TASK OBJECTIVE:
When you reach the line containing "target | shoreline" in the entries below, begin reproducing lines exactly, and stop once the line containing "target | grassy bank" is done.

Referring expression data:
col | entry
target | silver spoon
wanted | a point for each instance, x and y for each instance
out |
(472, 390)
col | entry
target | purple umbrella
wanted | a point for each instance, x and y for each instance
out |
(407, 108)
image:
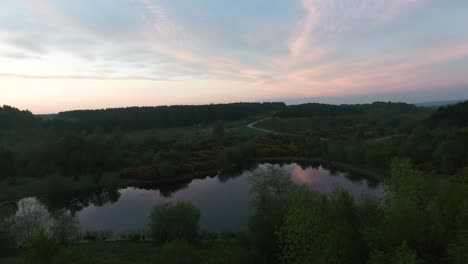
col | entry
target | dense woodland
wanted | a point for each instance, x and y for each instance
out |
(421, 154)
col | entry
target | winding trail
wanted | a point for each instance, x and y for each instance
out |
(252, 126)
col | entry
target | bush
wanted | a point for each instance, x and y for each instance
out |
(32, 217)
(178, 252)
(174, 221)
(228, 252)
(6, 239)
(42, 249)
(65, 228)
...
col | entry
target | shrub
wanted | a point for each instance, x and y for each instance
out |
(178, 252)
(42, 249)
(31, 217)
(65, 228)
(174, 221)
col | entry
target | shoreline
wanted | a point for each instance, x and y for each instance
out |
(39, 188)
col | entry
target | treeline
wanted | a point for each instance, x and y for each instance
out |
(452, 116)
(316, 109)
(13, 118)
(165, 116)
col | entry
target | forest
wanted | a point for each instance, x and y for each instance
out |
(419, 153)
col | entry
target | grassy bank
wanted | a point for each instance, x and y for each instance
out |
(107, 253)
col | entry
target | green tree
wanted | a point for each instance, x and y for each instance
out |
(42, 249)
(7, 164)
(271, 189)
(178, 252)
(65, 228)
---
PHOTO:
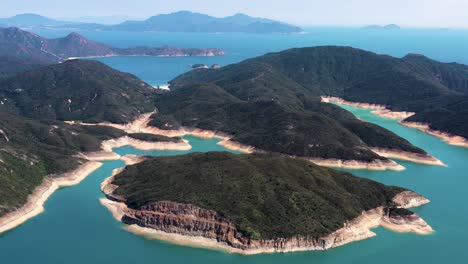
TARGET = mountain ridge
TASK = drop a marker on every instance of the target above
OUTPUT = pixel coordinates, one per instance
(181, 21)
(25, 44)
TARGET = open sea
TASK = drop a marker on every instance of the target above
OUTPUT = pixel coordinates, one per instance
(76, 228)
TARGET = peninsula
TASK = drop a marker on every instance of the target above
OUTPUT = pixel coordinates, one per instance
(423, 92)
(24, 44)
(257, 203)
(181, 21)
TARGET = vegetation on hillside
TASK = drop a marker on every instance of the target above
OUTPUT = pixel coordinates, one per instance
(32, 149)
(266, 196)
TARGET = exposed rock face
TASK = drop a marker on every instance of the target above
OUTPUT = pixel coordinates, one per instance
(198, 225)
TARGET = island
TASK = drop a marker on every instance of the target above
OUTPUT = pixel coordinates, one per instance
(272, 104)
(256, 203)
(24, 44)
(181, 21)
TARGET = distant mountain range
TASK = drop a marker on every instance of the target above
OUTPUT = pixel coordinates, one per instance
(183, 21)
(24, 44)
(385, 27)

WRITTEN RESPONSE:
target | shoreline
wanted | a point for each instance, x and y for each instance
out |
(39, 188)
col | entry
target | treeline
wanted | a point for each instance, x and y for each instance
out |
(452, 116)
(316, 109)
(13, 118)
(165, 116)
col | entry
target | forest
wanted | a point for each instance, x and y for each instance
out |
(419, 153)
col | entry
target | grassy bank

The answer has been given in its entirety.